=== WORK TO DO ===
[A] Extract the passage on Jacek Olędzki's ethnography between "Jacek Olędzki’s way" and "and taking photographs.", inclusive.
[B] Extend the passage on Jacek Olędzki's ethnography, picking up right after its final sentence.

=== SELECTED PASSAGE ===

Jacek Olędzki’s way of doing ethnography. Jacek Olędzki was known for a particular skill of seeing facts emerging during fieldwork. Since the 1960s, Olędzki
worked a lot in Poland, Mongolia, and Western and Central Africa. He published
a number of books. However, first of all he was simply practicing ethnography,
meeting people, recording, making notes, filming and taking photographs.
Another Polish anthropologist Magdalena Zowczak (2004) dubbed him once
an aesthete. He tried to immerse himself as much as he could in people’s practices, movements, gestures, and in the materiality of the field site. Olędzki was
known as a researcher who directed his attention to almost unfathomable details. His famous long-term fieldwork was conducted in Murzynowo, a village
on the bank of the Wisła river near Płock (Olędzki 1991). For years he worked
there over what he described as „signs of being”. He talked and even quarreled
with people, participated in their daily lives, took photographs, collected objects,
filmed. He was particularly sensitive to the activities of villagers, fishermen,
herders, craftsman, river-traders and others, and how they marked their „ownership” in a peculiar way. Thus he discovered a vast field of meaningful practices:
marking objects, places, tools, bricks, paddles, and how people adorned animal
ears with various ornaments. When he noted different kinds of carves on sheep
ears, for example, he was also trying to observe their transformations not only as
a technical mark, but at the same time a mark signifying the herdsman ownership, and a certain „thoughtfulness of presence,” as he put it. It was also an act of
taking care of herdsman’s own skill. Olędzki analized various kinds of marks he
Local craft, theory from abroad: Jacek Olędzki’s phenomenology
125
found on the walls of the local church, and especially on the southern wall, that
was not covered with moss. These „signs of being” represented to him particular
acts of remembering. He tried to find their meaning by focusing on other signs,
such as small holes in the bricks placed at the human eye level, when people were
standing or kneeling. He tried to qualify these practices of how villagers made
holes with their thumbs, coins or stones, as practices of marking their presence
or as manual acts of penance and mourning. At the same time he depicted these
acts as sensual, praxeological experiences1. „In the course of the other people’s
and other communities’ life” as he put it once, „I would distinguish a continuous,
everyday existence on the one hand and less or more distinct moments of being
on the other” (Olędzki 1991: 12).

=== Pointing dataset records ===
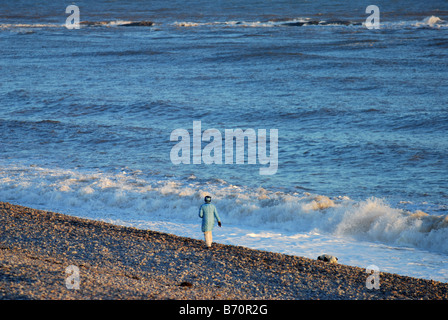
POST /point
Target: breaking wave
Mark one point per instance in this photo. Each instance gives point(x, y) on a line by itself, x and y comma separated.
point(428, 22)
point(134, 196)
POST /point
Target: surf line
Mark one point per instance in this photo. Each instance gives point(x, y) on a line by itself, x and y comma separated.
point(212, 153)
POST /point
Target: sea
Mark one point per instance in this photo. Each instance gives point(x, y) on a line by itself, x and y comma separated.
point(361, 110)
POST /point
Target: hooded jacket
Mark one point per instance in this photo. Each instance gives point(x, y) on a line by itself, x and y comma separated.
point(208, 213)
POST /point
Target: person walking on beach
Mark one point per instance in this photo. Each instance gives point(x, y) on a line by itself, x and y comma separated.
point(208, 213)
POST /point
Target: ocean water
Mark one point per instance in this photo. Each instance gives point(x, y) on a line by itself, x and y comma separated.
point(362, 117)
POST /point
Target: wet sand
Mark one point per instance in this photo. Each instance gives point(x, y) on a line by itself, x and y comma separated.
point(118, 263)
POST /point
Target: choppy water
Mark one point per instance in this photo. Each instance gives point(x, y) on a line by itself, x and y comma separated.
point(362, 119)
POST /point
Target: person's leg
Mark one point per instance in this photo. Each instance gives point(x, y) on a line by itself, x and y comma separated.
point(208, 238)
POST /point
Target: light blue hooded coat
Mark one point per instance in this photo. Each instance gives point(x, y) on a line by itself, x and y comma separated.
point(208, 213)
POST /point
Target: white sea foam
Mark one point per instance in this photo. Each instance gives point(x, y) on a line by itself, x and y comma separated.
point(294, 223)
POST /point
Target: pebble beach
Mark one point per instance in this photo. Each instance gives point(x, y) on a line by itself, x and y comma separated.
point(125, 263)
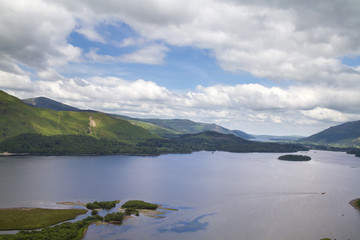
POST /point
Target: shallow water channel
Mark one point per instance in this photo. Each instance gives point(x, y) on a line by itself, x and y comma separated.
point(219, 195)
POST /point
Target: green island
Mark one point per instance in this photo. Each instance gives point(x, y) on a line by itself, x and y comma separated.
point(292, 157)
point(356, 203)
point(138, 204)
point(102, 205)
point(35, 218)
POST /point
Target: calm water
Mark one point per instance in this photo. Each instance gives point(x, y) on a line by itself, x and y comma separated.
point(219, 196)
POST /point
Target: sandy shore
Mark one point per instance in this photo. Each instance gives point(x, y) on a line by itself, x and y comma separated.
point(78, 203)
point(353, 203)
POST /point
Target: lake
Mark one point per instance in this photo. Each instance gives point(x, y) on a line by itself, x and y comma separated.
point(219, 195)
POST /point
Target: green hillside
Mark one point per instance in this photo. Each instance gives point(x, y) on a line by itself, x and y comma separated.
point(214, 141)
point(167, 128)
point(346, 134)
point(185, 126)
point(19, 118)
point(43, 102)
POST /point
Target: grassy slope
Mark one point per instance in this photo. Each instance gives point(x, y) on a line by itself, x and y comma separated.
point(17, 118)
point(34, 218)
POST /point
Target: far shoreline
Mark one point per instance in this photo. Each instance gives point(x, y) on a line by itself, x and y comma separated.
point(353, 203)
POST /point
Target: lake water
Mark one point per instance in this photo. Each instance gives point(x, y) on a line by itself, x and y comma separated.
point(219, 195)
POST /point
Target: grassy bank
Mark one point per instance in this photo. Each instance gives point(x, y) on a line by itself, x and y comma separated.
point(34, 218)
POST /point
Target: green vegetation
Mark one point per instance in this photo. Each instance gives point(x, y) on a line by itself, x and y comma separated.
point(42, 102)
point(40, 131)
point(343, 135)
point(116, 217)
point(102, 205)
point(184, 126)
point(129, 211)
point(138, 204)
point(357, 203)
point(70, 231)
point(19, 118)
point(214, 141)
point(38, 144)
point(291, 157)
point(75, 145)
point(33, 218)
point(356, 152)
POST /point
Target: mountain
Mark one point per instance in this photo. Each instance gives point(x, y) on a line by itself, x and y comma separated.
point(184, 126)
point(346, 134)
point(19, 118)
point(214, 141)
point(43, 102)
point(272, 138)
point(161, 127)
point(41, 131)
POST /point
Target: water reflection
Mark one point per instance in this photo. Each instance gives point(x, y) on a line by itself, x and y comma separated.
point(188, 226)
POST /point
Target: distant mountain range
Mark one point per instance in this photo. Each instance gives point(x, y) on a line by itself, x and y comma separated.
point(162, 127)
point(43, 102)
point(28, 129)
point(19, 118)
point(346, 134)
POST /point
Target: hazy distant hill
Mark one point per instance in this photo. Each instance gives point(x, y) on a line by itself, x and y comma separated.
point(184, 126)
point(43, 102)
point(161, 127)
point(19, 118)
point(41, 131)
point(346, 134)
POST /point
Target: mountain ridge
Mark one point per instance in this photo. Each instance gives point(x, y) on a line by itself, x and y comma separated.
point(345, 134)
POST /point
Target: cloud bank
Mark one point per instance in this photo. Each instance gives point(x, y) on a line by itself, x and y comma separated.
point(298, 49)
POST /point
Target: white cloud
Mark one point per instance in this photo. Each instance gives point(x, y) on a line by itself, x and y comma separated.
point(243, 106)
point(277, 40)
point(12, 81)
point(152, 54)
point(35, 33)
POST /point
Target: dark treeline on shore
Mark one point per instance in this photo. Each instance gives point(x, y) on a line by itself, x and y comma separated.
point(37, 144)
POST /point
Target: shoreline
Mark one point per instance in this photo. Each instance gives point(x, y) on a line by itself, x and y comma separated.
point(353, 203)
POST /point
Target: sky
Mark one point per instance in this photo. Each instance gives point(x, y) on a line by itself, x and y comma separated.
point(278, 67)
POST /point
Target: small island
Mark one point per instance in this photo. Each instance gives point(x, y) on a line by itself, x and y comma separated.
point(356, 203)
point(43, 220)
point(292, 157)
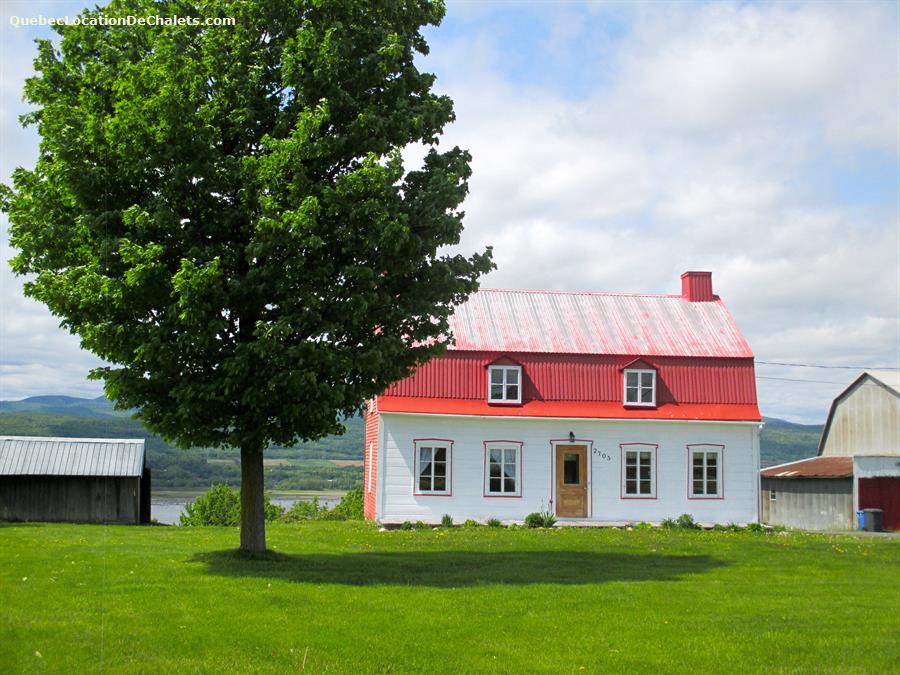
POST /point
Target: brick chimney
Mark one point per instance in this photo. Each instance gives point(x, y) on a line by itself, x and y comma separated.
point(697, 287)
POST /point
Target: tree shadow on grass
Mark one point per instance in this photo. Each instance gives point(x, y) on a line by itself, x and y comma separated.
point(454, 569)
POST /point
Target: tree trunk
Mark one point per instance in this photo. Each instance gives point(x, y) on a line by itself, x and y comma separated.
point(253, 517)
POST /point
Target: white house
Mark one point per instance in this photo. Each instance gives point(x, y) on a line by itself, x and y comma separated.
point(608, 408)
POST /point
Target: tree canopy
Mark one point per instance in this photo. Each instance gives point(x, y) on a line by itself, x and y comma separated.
point(223, 215)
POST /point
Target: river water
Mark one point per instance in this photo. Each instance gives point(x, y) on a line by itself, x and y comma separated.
point(167, 510)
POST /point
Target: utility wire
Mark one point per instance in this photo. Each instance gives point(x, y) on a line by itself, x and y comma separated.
point(790, 379)
point(815, 365)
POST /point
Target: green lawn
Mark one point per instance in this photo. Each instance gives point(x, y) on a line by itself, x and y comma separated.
point(343, 597)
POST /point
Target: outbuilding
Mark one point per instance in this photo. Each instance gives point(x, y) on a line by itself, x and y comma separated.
point(857, 468)
point(80, 480)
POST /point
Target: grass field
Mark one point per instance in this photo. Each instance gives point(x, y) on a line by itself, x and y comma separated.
point(343, 597)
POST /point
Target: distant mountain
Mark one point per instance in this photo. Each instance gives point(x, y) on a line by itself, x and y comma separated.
point(69, 406)
point(783, 441)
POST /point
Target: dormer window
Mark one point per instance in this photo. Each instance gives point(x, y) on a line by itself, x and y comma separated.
point(640, 387)
point(504, 384)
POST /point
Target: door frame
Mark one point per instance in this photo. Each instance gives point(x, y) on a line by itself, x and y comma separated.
point(563, 442)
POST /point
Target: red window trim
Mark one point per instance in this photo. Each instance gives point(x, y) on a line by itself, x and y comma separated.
point(416, 492)
point(520, 477)
point(622, 494)
point(690, 484)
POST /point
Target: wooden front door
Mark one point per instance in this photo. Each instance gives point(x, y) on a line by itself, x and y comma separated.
point(571, 481)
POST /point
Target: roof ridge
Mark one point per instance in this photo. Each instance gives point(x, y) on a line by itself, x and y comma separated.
point(616, 293)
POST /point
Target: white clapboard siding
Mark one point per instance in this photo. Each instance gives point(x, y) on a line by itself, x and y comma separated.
point(397, 503)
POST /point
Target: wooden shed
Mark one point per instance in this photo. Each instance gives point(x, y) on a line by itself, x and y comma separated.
point(80, 480)
point(858, 466)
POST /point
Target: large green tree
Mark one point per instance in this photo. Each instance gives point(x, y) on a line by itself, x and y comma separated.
point(222, 214)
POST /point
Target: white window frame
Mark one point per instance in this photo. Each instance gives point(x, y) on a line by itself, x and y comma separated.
point(504, 447)
point(433, 444)
point(640, 372)
point(505, 384)
point(719, 452)
point(639, 448)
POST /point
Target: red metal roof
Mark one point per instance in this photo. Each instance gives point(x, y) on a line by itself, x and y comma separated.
point(596, 323)
point(583, 409)
point(584, 377)
point(816, 467)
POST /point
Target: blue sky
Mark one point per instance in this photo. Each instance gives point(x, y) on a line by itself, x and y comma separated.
point(618, 144)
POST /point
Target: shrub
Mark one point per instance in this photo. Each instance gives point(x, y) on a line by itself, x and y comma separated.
point(548, 518)
point(221, 505)
point(304, 510)
point(351, 505)
point(534, 520)
point(686, 522)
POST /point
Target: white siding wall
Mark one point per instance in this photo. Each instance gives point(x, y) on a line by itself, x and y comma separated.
point(396, 502)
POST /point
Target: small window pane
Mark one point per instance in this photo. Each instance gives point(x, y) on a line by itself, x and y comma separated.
point(571, 474)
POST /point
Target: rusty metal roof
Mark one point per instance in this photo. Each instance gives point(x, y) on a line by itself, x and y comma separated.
point(38, 456)
point(595, 323)
point(815, 467)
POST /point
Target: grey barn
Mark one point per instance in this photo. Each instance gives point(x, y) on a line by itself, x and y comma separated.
point(80, 480)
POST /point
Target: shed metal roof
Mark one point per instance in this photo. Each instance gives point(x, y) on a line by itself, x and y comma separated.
point(595, 323)
point(39, 456)
point(815, 467)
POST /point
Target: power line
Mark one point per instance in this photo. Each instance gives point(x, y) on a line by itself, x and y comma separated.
point(789, 379)
point(815, 365)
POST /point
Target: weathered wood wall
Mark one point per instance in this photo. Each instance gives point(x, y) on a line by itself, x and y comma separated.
point(808, 503)
point(77, 499)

=== TASK RESPONSES ===
[A]
Jacek Olędzki’s way of doing ethnography. Jacek Olędzki was known for a particular skill of seeing facts emerging during fieldwork. Since the 1960s, Olędzki
worked a lot in Poland, Mongolia, and Western and Central Africa. He published
a number of books. However, first of all he was simply practicing ethnography,
meeting people, recording, making notes, filming and taking photographs.

[B]
Of course, such interpretations may lead us to a much more nuanced view of
the history of the church in Rokicie, of the villagers, fishermen, the river trade
and local religious practices. But I want to pause here, and only to show that
Olędzki was trying to analyze objects in a very particular way: as entities that led
him immediately to people’s manual practices, to movement of hands, to acts of
forming things with fingers. Therefore, things found by him in the field became
in fact signs of such actions and praxeological movements, „shaded actions”,
as George Herbert Mead put it (Ingold 1992: 496). It is worth emphasizing that
Olędzki as a photographer and filmmaker was often focusing on hands forming
matter, as for instance hands forming sheep bells in the Podhale region, fingers
shaping dough figures of farm animals in Kurpie, Mongolian shepherds making wooden tools – a kind of horse curry comb, the chosuur, designed to brush
their horses with particularly calm and delicate gestures. Olędzki sought to see
these practices as qualified acts of forming materiality of the world. In a plateau
near the Wisła river, for example, he found old villagers’ households: abandoned,
crumbling wooden houses of his informants’ ancestors. He observed parts of the
structure, hidden under the layer of clay and revealed because the clay had pealed
off. These were wooden strips, crossing each other, built in order to fix the internal layer of the walls such as stones and pieces of brick. „It is incredible” he
noted „that those strips are fixed at absolutely equal intervals – as in ornaments
and other aesthetic motives”. And he continued: „it seems obvious that if that grid
remained hidden, the builders should not really have cared if intervals were even
or not. But they were” (Olędzki 1999: 249). He seemed to have been genuinely
impressed.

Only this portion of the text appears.